_Record set_:
---

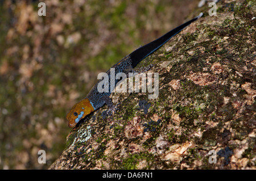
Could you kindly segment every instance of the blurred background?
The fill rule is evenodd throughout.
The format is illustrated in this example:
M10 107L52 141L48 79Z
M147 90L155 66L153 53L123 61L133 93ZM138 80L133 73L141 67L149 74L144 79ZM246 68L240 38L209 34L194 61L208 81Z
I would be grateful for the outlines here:
M97 74L192 18L199 1L0 0L0 169L47 169Z

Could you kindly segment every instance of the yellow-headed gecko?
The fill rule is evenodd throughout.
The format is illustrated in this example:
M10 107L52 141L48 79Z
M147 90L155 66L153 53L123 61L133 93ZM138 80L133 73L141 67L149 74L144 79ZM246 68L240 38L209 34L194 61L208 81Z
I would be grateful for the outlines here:
M155 40L138 48L131 54L126 56L112 67L112 68L115 69L114 72L115 75L121 72L127 73L127 71L131 71L143 59L155 51L172 37L180 32L183 29L189 26L193 22L196 20L202 15L203 13L201 12L196 18L169 31ZM106 73L110 77L110 69L108 70ZM109 79L110 80L110 79ZM115 80L115 86L119 81ZM100 92L98 91L97 86L100 81L99 81L94 86L84 99L75 104L67 115L66 117L68 120L68 126L70 128L74 127L80 120L91 112L102 107L105 104L106 104L110 110L114 110L112 101L109 98L111 91L110 91L108 92ZM109 85L110 85L110 83L109 83Z

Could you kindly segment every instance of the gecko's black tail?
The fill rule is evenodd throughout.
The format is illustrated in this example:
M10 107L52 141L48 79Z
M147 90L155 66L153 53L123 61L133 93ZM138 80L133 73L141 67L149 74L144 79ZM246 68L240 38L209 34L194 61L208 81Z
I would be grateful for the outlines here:
M201 12L200 15L196 18L169 31L168 33L156 40L151 41L133 51L131 54L130 54L130 57L132 60L133 68L134 68L136 65L137 65L141 61L146 58L147 56L159 48L172 36L180 32L182 30L191 24L191 23L195 22L202 16L203 13Z

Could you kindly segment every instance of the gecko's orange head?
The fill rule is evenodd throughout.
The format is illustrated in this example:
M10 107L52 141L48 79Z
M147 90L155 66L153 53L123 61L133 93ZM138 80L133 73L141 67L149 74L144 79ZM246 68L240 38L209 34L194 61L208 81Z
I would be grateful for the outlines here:
M75 127L82 119L94 111L88 99L84 99L75 104L66 118L68 120L68 127Z

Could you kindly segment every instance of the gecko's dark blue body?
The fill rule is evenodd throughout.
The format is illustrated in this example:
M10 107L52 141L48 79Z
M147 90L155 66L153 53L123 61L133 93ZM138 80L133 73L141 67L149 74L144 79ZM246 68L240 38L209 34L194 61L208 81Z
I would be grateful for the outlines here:
M133 71L133 69L134 68L135 66L143 59L159 48L172 37L180 32L185 27L191 24L193 22L196 20L202 15L203 13L201 13L198 16L169 31L156 40L139 48L130 54L126 56L119 62L112 67L112 68L114 68L115 70L114 77L115 77L117 74L119 73L125 72L127 74L129 71ZM109 76L109 85L110 85L111 84L110 72L110 69L106 72ZM115 86L119 81L119 80L117 79L115 80ZM107 92L100 92L98 90L98 85L101 81L102 81L102 80L100 80L94 85L84 99L74 105L72 109L68 113L67 118L69 121L69 126L70 127L74 127L80 120L84 118L92 111L102 107L105 104L106 104L110 109L113 109L114 106L112 101L109 98L109 96L112 93L112 91L110 91L111 88L109 87L109 91ZM85 105L87 106L85 106ZM85 110L87 111L85 111ZM79 116L80 116L79 117L77 117Z
M142 60L161 47L172 37L180 32L185 27L191 24L192 22L196 20L199 18L201 16L201 15L202 14L200 14L199 16L169 31L156 40L139 48L133 51L131 54L124 57L119 62L112 67L112 68L115 69L115 75L118 73L123 72L124 71L127 70L131 70ZM109 75L109 80L110 80L110 69L108 70L106 72L106 73ZM94 110L97 110L101 107L105 103L107 103L107 104L108 104L108 106L111 106L111 105L109 105L109 103L111 104L112 103L111 100L109 100L109 102L108 102L108 100L106 100L109 97L111 91L109 91L108 92L101 93L98 91L97 85L100 81L99 81L96 83L86 96L86 98L90 100L93 107L94 108ZM118 83L118 80L115 80L115 85ZM110 82L109 85L110 85Z

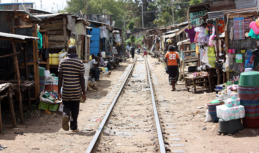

---

_Stated exercise_: Recast the listing above as a Markdown table with two columns, Line and Entry, numbering each row in Line and putting its text in Entry. Skip blank lines and leave the pictures out.

_Solution below_:
| Line | Entry |
|---|---|
| 1 | Could you kindly segment every instance of the blurred background? |
| 2 | The fill rule is evenodd throughout. |
| 3 | The format is illustrated in this example: |
| 4 | M10 107L52 141L48 79Z |
| 5 | M147 90L155 66L153 53L123 61L133 93ZM138 80L133 73L141 67L149 74L144 79ZM246 68L240 38L209 34L194 61L208 81Z |
| 6 | I would be grateful for the outlines here: |
| 7 | M97 74L192 18L199 1L0 0L0 169L47 169Z |
| 8 | Could you kindly segment every instance of the yellow-headed gecko? |
| 9 | The fill rule is evenodd throughout. |
| 10 | The format is illustrated in this example: |
| 11 | M10 107L52 141L48 79Z |
| 12 | M147 90L155 66L153 53L123 61L133 93ZM138 80L133 73L141 67L149 74L144 79ZM246 68L240 38L209 34L194 61L208 81Z |
| 13 | I would be grateful for the outlines here: |
| 14 | M155 40L138 48L131 54L126 56L112 67L112 68L115 69L114 72L115 75L121 72L127 73L127 71L131 71L143 59L155 51L172 37L180 32L183 29L189 26L193 22L196 20L202 15L203 13L201 12L196 18L169 31ZM106 73L110 77L110 69L108 70ZM109 79L110 80L110 79ZM115 80L115 86L119 81ZM100 92L98 91L97 86L100 81L99 81L94 86L84 99L75 104L67 115L66 117L68 120L68 126L70 128L74 127L80 120L91 112L102 107L105 104L106 104L110 110L114 110L112 101L109 98L111 91L110 91L108 92ZM109 85L110 85L110 83L109 83Z |
| 15 | Could you kindly segment every instance of the gecko's black tail? |
| 16 | The fill rule is evenodd throughout. |
| 17 | The format is illustrated in this example: |
| 18 | M10 107L52 141L48 79Z |
| 19 | M147 90L155 66L153 53L123 61L133 93ZM138 80L133 73L141 67L149 74L144 79ZM246 68L240 38L209 34L194 61L208 81Z |
| 20 | I would be grateful for the outlines here: |
| 21 | M201 12L200 15L196 18L169 31L168 33L156 40L151 41L133 51L131 54L130 54L130 57L132 60L133 68L134 68L136 65L137 65L141 61L146 58L147 56L159 48L172 36L180 32L182 30L191 24L191 23L195 22L202 16L203 13Z |
| 22 | Could you kindly segment every instance of the gecko's orange head? |
| 23 | The fill rule is evenodd throughout. |
| 24 | The format is illustrated in this example: |
| 25 | M10 107L52 141L48 79Z |
| 26 | M147 90L155 66L153 53L123 61L133 93ZM138 80L133 73L141 67L149 74L144 79ZM246 68L240 38L209 34L194 61L208 81Z |
| 27 | I would be grateful for the outlines here: |
| 28 | M75 127L82 119L94 111L88 99L84 99L75 104L66 118L68 120L68 127Z |
| 29 | Could you kindly segment every instance of the gecko's dark blue body? |
| 30 | The fill rule is evenodd throughout. |
| 31 | The format is illustrated in this example: |
| 32 | M10 107L52 141L48 79Z |
| 33 | M147 90L155 66L153 53L123 61L133 93ZM138 80L133 73L141 67L149 74L144 79ZM246 68L240 38L209 34L194 61L208 81Z |
| 34 | I would be grateful for the outlines here: |
| 35 | M133 71L133 69L134 68L135 66L143 59L159 48L172 37L180 32L185 27L191 24L193 22L196 20L202 15L203 13L201 13L198 16L169 31L156 40L139 48L130 54L126 56L119 62L112 67L112 68L114 68L115 70L114 77L115 77L117 74L119 73L125 72L127 74L129 71ZM109 76L109 85L110 85L111 84L110 72L110 69L106 72ZM115 86L119 81L119 80L117 79L115 80ZM107 92L100 92L98 90L98 85L101 81L102 81L102 80L100 80L94 85L84 99L74 105L72 109L68 113L67 118L69 121L69 126L70 127L74 127L80 120L84 118L92 111L102 107L105 104L106 104L110 109L113 109L114 106L112 101L109 98L109 96L112 93L112 91L110 91L111 88L109 87L109 91ZM85 105L87 106L85 106ZM85 110L87 111L85 111ZM79 116L80 116L79 117L77 117Z |
| 36 | M142 60L161 47L172 37L180 32L185 27L191 24L192 22L196 20L199 18L201 16L201 15L202 14L200 14L199 16L169 31L156 40L139 48L133 51L131 54L124 57L119 62L112 67L112 68L115 69L115 75L118 73L123 72L124 71L127 70L131 70ZM109 75L109 80L110 80L110 69L108 70L106 72L106 73ZM94 110L97 110L101 107L105 103L107 103L107 104L108 104L108 106L111 106L111 105L109 105L109 103L111 104L112 103L111 100L109 100L109 102L108 102L108 100L106 100L109 97L111 91L109 91L108 92L101 93L98 91L97 85L100 81L99 81L96 83L86 96L86 98L90 100L93 107L94 108ZM118 83L118 80L115 80L115 85ZM110 82L109 85L110 85Z |